(Image location labeling entries)
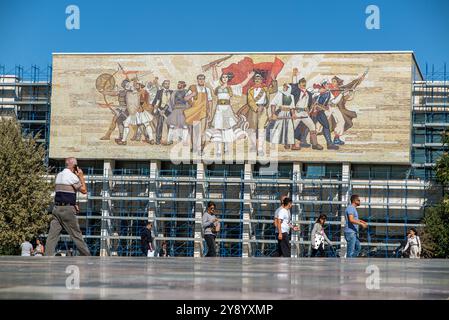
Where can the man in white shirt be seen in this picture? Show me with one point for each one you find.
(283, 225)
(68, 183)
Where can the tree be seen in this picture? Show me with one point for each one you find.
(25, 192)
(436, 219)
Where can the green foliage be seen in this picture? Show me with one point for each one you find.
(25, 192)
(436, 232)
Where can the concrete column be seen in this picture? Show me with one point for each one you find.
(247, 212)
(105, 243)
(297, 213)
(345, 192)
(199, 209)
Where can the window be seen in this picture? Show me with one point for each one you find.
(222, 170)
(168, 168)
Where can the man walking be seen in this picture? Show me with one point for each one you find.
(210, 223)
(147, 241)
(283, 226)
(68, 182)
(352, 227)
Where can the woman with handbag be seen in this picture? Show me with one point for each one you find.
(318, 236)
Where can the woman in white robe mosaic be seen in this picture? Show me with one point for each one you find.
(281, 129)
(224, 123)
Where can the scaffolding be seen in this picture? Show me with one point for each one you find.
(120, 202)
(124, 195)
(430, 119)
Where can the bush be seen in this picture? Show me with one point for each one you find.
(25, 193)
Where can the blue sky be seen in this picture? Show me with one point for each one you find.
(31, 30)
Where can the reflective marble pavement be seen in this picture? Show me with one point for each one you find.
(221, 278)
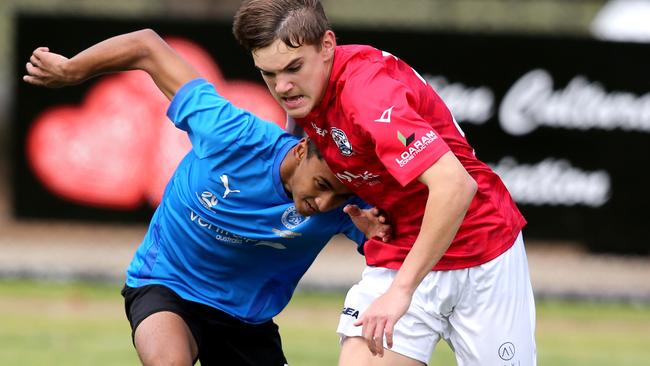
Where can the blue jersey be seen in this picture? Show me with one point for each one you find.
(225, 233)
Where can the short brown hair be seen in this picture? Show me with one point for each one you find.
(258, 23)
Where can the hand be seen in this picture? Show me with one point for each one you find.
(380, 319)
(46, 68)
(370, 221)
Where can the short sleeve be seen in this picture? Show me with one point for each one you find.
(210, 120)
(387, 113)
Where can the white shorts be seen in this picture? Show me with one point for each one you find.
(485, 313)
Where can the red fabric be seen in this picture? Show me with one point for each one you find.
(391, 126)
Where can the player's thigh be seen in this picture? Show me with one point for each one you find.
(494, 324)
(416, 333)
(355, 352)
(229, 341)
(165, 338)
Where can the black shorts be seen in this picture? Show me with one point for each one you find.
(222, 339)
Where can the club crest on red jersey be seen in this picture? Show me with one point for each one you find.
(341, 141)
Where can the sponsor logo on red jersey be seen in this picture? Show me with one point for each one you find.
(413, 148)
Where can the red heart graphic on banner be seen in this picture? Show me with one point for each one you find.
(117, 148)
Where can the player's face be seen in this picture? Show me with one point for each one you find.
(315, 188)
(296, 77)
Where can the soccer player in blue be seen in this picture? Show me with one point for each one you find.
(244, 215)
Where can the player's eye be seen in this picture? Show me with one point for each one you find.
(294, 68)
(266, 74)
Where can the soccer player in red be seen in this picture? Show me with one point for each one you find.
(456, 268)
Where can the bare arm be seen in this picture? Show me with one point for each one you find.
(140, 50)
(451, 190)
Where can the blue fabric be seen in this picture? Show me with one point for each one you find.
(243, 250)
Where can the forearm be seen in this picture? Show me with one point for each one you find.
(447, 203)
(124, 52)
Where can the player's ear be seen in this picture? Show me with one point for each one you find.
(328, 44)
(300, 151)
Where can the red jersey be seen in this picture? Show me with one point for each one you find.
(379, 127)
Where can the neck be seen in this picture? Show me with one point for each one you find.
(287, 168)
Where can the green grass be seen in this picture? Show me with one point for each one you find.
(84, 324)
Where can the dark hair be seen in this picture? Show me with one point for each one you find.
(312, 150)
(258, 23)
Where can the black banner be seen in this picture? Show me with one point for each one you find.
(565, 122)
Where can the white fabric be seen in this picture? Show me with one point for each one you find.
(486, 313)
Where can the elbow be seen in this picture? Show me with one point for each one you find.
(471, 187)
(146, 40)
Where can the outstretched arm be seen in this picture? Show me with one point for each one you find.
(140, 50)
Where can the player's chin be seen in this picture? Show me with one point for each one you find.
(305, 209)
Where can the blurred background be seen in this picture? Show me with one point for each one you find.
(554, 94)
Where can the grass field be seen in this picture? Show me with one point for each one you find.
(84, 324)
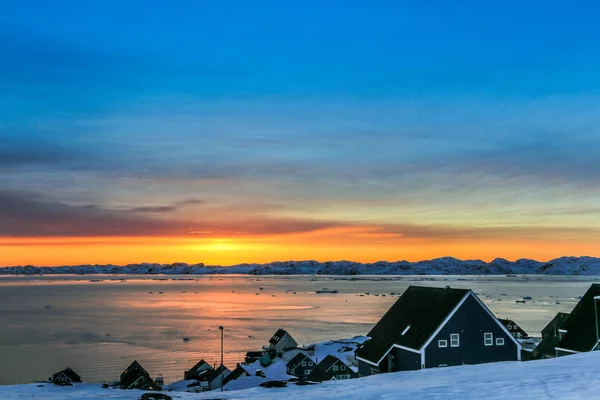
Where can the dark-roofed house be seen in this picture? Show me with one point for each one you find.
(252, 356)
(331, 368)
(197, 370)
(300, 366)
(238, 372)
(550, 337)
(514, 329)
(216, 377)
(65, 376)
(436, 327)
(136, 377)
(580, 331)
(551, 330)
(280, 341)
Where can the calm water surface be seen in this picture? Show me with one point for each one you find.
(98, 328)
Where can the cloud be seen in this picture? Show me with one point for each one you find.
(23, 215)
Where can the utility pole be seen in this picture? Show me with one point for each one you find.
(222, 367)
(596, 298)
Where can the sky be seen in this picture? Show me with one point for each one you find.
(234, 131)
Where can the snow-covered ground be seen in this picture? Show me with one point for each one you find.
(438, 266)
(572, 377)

--

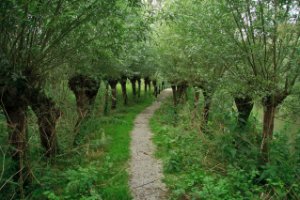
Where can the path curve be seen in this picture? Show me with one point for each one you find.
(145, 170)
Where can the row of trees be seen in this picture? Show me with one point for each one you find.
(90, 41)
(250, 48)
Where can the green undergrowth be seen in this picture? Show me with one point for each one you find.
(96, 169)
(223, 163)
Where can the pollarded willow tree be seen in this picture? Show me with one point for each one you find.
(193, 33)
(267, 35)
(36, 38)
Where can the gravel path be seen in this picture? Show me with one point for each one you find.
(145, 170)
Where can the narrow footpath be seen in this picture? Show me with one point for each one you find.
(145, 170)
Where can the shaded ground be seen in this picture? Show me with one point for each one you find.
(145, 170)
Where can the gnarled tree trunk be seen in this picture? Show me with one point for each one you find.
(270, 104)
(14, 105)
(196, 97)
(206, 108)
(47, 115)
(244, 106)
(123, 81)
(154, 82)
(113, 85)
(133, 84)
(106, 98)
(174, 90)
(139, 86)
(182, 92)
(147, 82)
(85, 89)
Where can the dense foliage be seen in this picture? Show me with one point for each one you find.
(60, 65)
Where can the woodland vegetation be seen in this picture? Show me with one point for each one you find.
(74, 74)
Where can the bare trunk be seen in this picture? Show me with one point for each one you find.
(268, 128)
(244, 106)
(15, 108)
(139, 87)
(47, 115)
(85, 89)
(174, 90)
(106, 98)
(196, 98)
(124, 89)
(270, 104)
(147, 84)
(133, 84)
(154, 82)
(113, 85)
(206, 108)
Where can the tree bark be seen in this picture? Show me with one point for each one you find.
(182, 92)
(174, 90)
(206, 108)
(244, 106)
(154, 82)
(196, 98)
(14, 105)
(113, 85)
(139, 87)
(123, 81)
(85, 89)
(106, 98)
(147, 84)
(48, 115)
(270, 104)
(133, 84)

REQUIRED WORK. Show every line from the entries above that contains the string "bare", treating uppercase and lowercase as different.

EXERCISE OUTPUT.
Where can the bare arm be seen in this picture? Show me with one point for each one you find.
Where can the bare trunk be seen in this picture? Show me with one point for each one you find.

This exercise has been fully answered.